_Exercise requirements_:
1) Translate this sentence from the forum thread about a biting rat into Spanish: "Thankfully rats do learn over time, so their behavior can be changed."
2) In the forum thread about a biting rat, transcribe the passage between "Thankfully rats do" and "down right viscious.", inclusive.
3) Go on with the forum thread about a biting rat from the point where it stops.

_Provided text_:
# Biting Rat.... But not aggressive?



## Jox (Jun 10, 2012)

I recently adopted two georgous female rats from the labs at my university. They were used in the psyc dept for students to train to press a lever for food. Our university has a great reputation for animal welfare, but im pretty sure the rats werent really handled for about 5 weeks prior to me adopting them.Anyway, over the last six weeks i've been taking things really slowly with getting my rats used to handling. They will happily run over me now during play time, and will sometimes run onto my arm from their cage. Charlie is taking longer to warm up to me, but daisy will sit on my shoulder and chatter away while i clean their cage. Neither are comfortable yet with picking up or petting. The problem is that Daisy will also run up to me during playtime and bite my hand. Even if my hand is still and not moving. These arnt small exploratory bites, but skinn popping make me bleed bites. Does this mean she is an 'aggressive' rat? She never fights with charlie and seems pretty happy and playful when not putting holes in my skin  Has anyone experienced this before, or have advice on whether this behavoiur will go away over time? Im prepared to be as patient with them as i need to be...


----------



## Rat Daddy (Sep 25, 2011)

In my day all of the rats used for psych experiments were adult pink eyed whites. This usually adds bad eyesight to no human socialization. I actually believe that human rat handling was discouraged to avoid queering the experiments. And yet a friend adopted her lab rat and did very well with it. So it can be done.

Thankfully rats do learn over time, so their behavior can be changed. Most likely your rats have grown up in an all rat environment and Daisy is the Alpha rat making it very clear to you she is in charge. Most of the advise people give about trust building and patience already assumes that the rattie has some socialization and accepts humans as dominant. From the lab rats I recall, this wasn't the case at all. Most of the lab rats we got were down right viscious.

_Dataset entries_:
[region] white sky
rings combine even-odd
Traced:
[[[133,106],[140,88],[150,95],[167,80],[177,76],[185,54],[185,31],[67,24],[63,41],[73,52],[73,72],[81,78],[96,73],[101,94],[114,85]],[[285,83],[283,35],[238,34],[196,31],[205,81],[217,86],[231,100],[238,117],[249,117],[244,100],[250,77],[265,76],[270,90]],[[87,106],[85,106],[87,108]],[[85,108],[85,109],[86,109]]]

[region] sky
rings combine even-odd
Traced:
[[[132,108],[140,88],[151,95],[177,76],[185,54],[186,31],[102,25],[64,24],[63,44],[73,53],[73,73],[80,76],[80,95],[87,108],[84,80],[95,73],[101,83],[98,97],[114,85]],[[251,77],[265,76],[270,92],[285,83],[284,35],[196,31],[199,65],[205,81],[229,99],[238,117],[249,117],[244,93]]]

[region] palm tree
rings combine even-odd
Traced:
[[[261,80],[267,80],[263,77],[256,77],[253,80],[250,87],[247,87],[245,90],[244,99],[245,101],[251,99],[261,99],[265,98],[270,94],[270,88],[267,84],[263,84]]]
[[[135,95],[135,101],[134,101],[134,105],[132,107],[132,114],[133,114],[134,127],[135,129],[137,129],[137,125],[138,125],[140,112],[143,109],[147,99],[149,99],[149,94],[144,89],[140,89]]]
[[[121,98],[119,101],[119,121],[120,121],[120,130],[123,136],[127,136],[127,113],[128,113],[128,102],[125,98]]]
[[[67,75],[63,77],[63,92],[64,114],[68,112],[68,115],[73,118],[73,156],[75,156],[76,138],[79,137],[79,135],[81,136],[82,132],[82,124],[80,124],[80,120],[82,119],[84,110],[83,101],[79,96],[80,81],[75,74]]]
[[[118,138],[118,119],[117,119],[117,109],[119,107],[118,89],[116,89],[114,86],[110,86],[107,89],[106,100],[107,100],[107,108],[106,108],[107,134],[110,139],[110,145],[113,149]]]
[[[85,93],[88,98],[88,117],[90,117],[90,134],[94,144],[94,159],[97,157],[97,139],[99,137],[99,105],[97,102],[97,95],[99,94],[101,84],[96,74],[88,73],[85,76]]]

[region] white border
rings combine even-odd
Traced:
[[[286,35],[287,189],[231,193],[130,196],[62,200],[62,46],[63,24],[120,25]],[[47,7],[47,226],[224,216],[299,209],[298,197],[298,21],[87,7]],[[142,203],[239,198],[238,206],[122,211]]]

_Responses by item number_:
1) Afortunadamente, las ratas sí aprenden con el tiempo, así que su comportamiento se puede cambiar.

2)
Thankfully rats do learn over time, so their behavior can be changed. Most likely your rats have grown up in an all rat environment and Daisy is the Alpha rat making it very clear to you she is in charge. Most of the advise people give about trust building and patience already assumes that the rattie has some socialization and accepts humans as dominant. From the lab rats I recall, this wasn't the case at all. Most of the lab rats we got were down right viscious.

3)
So you have two objectives, one to gain your ratties trust with kindness and treats and second to make it clear in no uncertain terms that you are the boss. With baby rats this is done by play fighting with them, they rarely actually bite to break your skin, but you end the engagement by flipping them over onto their backs and tickling their tummies to show them you are in charge. This is just a little bit scarey but also a lot of fun. 

In your case your problem is a lot more severe because the rats are bigger and more capable of inflicting a serious injury. Again from my personal experience with psych lab rats forget about patience. As soon as your rat bites or tries to bite, you have to make it very clear immediately that biting is unacceptable behavior and that you are the Alpha rat. I'll let someone else explain the best ways of communicating dominance to adult rats, I have a tendency to sound overly harsh, but biting is a deal breaker. And you have to take the necessary measures to correct the problem before you have to destroy the animals. Rats that bite are not house pets! Once you have overcome the dominance and biting issue, then you can move on to patiently building trust. 

You are a kind and good hearted person for trying to save lab rats that otherwise would be destroyed, but in the world of rat dominance, you can't afford to lose this battle and you can't go on letting your rat bite you.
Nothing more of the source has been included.